◆ Text excerpt:
__________________________________________________
De-Policing: the Scariest Word of the Year

The contest for the Scariest New Word of the Year is officially over. We have a winner.

De-policing.

This is what cops and their superiors are calling it as they systematically withdraw from stopping, checking, investigating, frisking, pulling over, interrogating, and arresting black people.

The cops don’t want the grief. Or the day-in, day-out physical confrontation. The police chiefs don’t want the complaints.

So now they have a word for it. De-policing.

“Ten years ago, when we stopped a suspect in a black neighborhood, that person had two choices: Run or comply,” said a Chicago cop. “But now more and more suspects are refusing to comply with lawful orders to take their hands out of their pockets, or produce a driver’s license, or answer simple questions about what they are doing in that neighborhood with a bulging backpack at 1:30 a.m. And they know we can’t or won’t do anything about it. Defiance is now the rule.”

Cops are targets today like never before. The black hostility towards police is open, mainstream, and unapologetic.

And increasing. Jailhouse legal scholars fill the internet, explaining why it is alright to disobey lawful commands. And how, if that does not work, “shoot, ‘em. Kill ‘em.”

How many examples do you want? That’s how many there are. Let’s start in a largely unrecognized center of racial crime and violence: Milwaukee.

In June, Najee Harmon shot a detective in Wauwatosa for hassling him about some probably bogus robbery and burglary and car theft beef that he alternately did not do or did because of relentless white racism.
__________________________________________________
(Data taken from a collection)
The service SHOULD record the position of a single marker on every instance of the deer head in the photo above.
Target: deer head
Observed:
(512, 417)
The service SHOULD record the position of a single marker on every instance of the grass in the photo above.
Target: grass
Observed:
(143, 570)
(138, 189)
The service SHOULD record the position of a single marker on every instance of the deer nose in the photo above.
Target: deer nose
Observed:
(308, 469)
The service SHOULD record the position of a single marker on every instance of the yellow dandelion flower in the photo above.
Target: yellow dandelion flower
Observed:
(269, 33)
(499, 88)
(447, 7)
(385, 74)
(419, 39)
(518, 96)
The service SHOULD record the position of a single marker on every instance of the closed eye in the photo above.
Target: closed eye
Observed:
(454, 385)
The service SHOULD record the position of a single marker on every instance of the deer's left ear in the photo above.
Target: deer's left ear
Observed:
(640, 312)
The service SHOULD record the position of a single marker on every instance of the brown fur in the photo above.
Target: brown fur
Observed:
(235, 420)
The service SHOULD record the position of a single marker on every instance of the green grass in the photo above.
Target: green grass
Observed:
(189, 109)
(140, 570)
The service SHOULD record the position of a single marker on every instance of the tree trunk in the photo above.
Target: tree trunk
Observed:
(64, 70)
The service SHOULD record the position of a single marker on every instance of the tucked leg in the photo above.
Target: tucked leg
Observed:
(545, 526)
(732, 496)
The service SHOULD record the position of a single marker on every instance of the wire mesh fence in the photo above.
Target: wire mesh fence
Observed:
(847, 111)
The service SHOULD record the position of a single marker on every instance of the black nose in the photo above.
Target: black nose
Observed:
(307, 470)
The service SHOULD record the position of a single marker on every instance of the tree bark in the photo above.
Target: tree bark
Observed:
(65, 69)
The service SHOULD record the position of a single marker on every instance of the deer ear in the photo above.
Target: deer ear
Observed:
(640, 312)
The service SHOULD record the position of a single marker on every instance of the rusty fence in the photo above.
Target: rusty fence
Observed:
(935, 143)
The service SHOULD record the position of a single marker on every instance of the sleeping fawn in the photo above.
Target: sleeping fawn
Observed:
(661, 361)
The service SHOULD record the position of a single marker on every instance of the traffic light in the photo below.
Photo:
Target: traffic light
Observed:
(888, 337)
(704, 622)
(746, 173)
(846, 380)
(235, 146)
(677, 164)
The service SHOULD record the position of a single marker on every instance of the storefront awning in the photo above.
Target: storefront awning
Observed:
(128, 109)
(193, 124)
__________________________________________________
◆ What needs to be done: Retype the de-policing article from "The cops don’t" up to and including "mainstream, and unapologetic.".

◆ Full solution:
The cops don’t want the grief. Or the day-in, day-out physical confrontation. The police chiefs don’t want the complaints.

So now they have a word for it. De-policing.

“Ten years ago, when we stopped a suspect in a black neighborhood, that person had two choices: Run or comply,” said a Chicago cop. “But now more and more suspects are refusing to comply with lawful orders to take their hands out of their pockets, or produce a driver’s license, or answer simple questions about what they are doing in that neighborhood with a bulging backpack at 1:30 a.m. And they know we can’t or won’t do anything about it. Defiance is now the rule.”

Cops are targets today like never before. The black hostility towards police is open, mainstream, and unapologetic.